-- start of Passage shown --
I lost a half dozen fish. I was using giant bait & circle hooks that were not doing their job. I officially hate them. It's more of a sizing problem than anything but I don't have any hooks big enough for the bait I was using. I could feel having a hybrid "hooked" with the fish in it's mouth, violent strike, pulling drag, then I could feel the fish coming out of it's mouth & that was that...or... the fish would pull out of it's mouth & the stunned bait would surface...then the hybrid would bust the bait a couple times & it would come unhooked. Various other methods proved unproductive. The fish were there in huge numbers, as you could tell from pods of 6 to 20 5+ lb. individuals busting bait together. Most were out of reach or came off the damn hook! Great experience none the less. I'll be heading back soon.


----------



## Andrew S

That's the weirdest looking fly rod I've ever seen!

Seriously though, how long is that thing? It looks like a surf rod.


----------



## RIDGE_RUNNER91

Seth is a little over 6' so the rod is at least double that. 

Super cool that you finally got to meet Dave, wish I could have been there. He is definitely the man! 

Cool picture in the fog too.


----------



## fallen513

Andrew S said:


> That's the weirdest looking fly rod I've ever seen!
-- end of Passage shown --
● Goal
Write out, word for word, the part of the fishing thread between "Seth is a little" and "definitely the man!", inclusive.
-- start of Provided information --
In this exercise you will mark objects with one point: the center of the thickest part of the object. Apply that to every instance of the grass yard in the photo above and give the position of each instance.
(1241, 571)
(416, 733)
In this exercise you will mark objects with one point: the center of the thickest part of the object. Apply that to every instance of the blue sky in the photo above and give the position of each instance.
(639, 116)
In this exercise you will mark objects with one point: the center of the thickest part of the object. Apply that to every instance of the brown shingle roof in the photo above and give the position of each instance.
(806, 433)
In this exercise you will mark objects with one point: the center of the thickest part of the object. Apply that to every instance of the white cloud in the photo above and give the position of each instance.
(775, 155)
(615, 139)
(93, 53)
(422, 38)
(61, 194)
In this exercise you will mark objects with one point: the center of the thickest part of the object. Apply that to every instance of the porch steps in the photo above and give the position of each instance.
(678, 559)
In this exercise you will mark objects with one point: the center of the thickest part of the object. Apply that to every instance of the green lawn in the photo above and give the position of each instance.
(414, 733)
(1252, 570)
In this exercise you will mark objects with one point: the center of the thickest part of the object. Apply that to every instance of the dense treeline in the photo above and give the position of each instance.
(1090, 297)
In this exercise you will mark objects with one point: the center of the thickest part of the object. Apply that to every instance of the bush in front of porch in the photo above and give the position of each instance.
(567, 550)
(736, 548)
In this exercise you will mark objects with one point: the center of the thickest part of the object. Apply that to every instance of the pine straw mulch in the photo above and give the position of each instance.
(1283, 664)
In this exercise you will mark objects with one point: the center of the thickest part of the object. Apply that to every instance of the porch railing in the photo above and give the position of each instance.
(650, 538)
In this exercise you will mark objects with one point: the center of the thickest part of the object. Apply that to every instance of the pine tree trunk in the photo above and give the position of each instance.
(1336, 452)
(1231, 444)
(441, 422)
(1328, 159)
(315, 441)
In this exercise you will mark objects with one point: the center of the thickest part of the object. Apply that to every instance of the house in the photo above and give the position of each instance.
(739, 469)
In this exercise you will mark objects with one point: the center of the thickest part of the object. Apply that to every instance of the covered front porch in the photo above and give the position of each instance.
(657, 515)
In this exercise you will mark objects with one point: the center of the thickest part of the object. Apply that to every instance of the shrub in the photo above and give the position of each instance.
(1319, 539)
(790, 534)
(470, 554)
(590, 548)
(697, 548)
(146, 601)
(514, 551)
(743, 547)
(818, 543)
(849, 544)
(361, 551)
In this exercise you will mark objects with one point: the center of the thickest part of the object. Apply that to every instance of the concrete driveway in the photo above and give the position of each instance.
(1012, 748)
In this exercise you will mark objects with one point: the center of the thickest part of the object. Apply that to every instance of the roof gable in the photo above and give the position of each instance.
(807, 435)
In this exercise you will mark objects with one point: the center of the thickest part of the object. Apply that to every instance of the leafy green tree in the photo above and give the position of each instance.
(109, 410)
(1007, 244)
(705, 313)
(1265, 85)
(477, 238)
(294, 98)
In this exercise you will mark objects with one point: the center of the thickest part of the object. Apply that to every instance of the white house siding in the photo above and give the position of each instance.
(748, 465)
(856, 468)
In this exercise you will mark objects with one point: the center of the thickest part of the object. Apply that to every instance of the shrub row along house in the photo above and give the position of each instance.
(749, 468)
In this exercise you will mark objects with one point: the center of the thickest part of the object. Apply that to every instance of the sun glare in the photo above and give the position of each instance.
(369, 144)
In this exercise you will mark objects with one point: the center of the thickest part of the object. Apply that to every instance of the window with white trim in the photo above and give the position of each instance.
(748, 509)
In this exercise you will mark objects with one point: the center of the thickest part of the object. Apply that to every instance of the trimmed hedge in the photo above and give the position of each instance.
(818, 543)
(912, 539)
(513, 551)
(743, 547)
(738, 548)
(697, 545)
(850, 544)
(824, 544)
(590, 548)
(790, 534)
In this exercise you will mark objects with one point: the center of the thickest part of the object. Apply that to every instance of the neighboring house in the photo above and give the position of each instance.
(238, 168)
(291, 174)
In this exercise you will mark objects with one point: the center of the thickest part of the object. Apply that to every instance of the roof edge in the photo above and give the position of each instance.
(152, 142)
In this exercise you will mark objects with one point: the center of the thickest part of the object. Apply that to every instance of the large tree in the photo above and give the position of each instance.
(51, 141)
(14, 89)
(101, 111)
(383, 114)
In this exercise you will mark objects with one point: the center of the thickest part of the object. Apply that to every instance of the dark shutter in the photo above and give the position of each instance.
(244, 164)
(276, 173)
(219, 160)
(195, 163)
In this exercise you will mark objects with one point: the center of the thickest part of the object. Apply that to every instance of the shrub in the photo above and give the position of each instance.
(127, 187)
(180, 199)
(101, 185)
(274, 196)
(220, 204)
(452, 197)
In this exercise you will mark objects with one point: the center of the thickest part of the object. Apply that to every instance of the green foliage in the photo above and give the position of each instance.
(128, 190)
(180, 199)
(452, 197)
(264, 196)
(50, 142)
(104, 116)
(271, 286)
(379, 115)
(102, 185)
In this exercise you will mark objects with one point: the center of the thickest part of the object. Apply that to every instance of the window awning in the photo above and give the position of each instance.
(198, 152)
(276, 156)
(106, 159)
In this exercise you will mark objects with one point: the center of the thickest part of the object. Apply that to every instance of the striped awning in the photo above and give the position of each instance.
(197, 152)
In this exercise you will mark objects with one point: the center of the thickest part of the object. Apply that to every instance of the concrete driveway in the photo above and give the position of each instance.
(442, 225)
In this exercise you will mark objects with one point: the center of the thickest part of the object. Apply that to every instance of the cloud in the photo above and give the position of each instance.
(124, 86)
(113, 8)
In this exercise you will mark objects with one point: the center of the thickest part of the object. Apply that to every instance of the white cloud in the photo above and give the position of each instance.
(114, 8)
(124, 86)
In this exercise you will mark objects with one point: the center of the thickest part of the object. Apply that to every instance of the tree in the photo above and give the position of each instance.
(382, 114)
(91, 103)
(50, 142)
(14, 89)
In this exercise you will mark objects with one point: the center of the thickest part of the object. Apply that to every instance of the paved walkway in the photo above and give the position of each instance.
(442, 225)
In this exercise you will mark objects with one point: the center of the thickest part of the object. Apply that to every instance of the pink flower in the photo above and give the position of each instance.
-- end of Provided information --
● Result of this task
Seth is a little over 6' so the rod is at least double that. 

Super cool that you finally got to meet Dave, wish I could have been there. He is definitely the man!